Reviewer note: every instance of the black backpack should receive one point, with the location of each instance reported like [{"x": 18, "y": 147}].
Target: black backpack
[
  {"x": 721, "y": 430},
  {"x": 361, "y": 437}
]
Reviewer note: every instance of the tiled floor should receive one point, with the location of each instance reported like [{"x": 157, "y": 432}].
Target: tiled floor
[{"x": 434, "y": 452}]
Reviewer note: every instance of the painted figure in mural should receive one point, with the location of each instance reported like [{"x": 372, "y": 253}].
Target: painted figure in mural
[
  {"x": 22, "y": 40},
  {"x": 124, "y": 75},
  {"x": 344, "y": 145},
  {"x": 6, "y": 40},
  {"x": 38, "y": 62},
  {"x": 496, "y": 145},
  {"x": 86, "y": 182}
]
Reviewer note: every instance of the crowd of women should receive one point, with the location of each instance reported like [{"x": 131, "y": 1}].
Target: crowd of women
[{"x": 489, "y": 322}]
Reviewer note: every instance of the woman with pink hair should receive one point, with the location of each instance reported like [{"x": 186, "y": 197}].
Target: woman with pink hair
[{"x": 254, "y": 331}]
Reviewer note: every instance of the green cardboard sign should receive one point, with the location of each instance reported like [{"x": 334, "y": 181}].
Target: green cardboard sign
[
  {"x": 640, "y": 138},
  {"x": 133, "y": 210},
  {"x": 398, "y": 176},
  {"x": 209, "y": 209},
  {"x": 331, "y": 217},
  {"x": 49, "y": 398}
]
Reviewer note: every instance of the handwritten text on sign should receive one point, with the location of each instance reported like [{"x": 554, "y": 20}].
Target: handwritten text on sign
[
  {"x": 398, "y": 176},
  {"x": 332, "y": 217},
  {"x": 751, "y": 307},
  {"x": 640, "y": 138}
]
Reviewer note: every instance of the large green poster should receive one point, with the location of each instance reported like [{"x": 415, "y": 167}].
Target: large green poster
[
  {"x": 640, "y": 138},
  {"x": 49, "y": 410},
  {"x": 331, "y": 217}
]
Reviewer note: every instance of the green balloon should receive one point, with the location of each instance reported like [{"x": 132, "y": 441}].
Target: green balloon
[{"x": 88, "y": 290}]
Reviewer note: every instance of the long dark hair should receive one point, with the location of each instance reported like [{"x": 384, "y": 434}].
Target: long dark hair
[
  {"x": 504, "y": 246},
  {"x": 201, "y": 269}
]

+--

## What this task involves
Restate all of the data above. Match it word for word.

## Written solution
Reviewer note: every instance of the black backpack should receive one point, with the location of each instance reported like [{"x": 18, "y": 147}].
Target: black backpack
[
  {"x": 721, "y": 430},
  {"x": 361, "y": 437}
]
Reviewer note: every instance of the tiled floor should receive one point, with the location of each instance reported like [{"x": 157, "y": 432}].
Target: tiled floor
[{"x": 434, "y": 452}]
Reviewer note: every instance of the painted figure in mural should receive one point, with the location of each instance reported like [{"x": 372, "y": 253}].
Target: painted figure in mural
[
  {"x": 22, "y": 40},
  {"x": 124, "y": 75},
  {"x": 344, "y": 145},
  {"x": 6, "y": 40},
  {"x": 38, "y": 62},
  {"x": 496, "y": 145},
  {"x": 86, "y": 182}
]
Reviewer note: every instance of the crowd of women should receive one point, with the location of each instance reported like [{"x": 131, "y": 1}].
Target: crowd of women
[{"x": 489, "y": 322}]
Reviewer note: every instance of the woman with pink hair should receive one point, with the location of each instance reported like [{"x": 186, "y": 197}].
Target: woman with pink hair
[{"x": 254, "y": 331}]
Reviewer note: every instance of the green cardboard sign should receive one point, with the location of each instance reported like [{"x": 334, "y": 181}].
Target: green cardboard sign
[
  {"x": 640, "y": 138},
  {"x": 133, "y": 210},
  {"x": 398, "y": 176},
  {"x": 209, "y": 209},
  {"x": 331, "y": 217},
  {"x": 49, "y": 398}
]
Reviewer note: every instance of the handwritten text on sign should receive one point, with the location of each instance reported like [{"x": 554, "y": 20}].
Target: handwritten text on sign
[
  {"x": 398, "y": 176},
  {"x": 332, "y": 217},
  {"x": 751, "y": 307},
  {"x": 640, "y": 138}
]
Reviewer note: every instance of the large green poster should receive one point, with the location of each instance reported like [{"x": 415, "y": 167}].
Target: large green poster
[
  {"x": 640, "y": 138},
  {"x": 49, "y": 410},
  {"x": 331, "y": 217}
]
Reviewer note: every instance of the green balloon should receive one point, with the location of each instance reported like [{"x": 132, "y": 441}].
Target: green balloon
[{"x": 88, "y": 290}]
Reviewer note: every instance of the long dark hair should receive one point, with the location of each instance reported like [{"x": 384, "y": 434}].
Target: long dark hair
[
  {"x": 504, "y": 246},
  {"x": 201, "y": 269}
]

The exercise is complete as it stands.